### WHAT IS EXPECTED
Could you copy every line of the listing below character for character, changing nothing?

== == ==

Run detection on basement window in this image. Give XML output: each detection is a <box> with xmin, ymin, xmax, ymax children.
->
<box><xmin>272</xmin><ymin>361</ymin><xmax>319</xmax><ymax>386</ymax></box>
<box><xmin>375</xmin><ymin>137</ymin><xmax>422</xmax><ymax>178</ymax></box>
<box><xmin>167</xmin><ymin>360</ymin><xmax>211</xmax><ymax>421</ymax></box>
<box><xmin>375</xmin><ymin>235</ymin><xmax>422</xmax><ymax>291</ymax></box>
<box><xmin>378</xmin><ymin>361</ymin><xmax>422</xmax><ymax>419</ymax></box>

== == ==

### THE OUTPUT
Run detection on basement window in this image. Give XML output: each detection is a <box> with xmin, ymin, xmax, ymax children.
->
<box><xmin>272</xmin><ymin>361</ymin><xmax>319</xmax><ymax>386</ymax></box>
<box><xmin>375</xmin><ymin>137</ymin><xmax>422</xmax><ymax>178</ymax></box>
<box><xmin>167</xmin><ymin>360</ymin><xmax>211</xmax><ymax>421</ymax></box>
<box><xmin>375</xmin><ymin>235</ymin><xmax>422</xmax><ymax>291</ymax></box>
<box><xmin>378</xmin><ymin>361</ymin><xmax>422</xmax><ymax>419</ymax></box>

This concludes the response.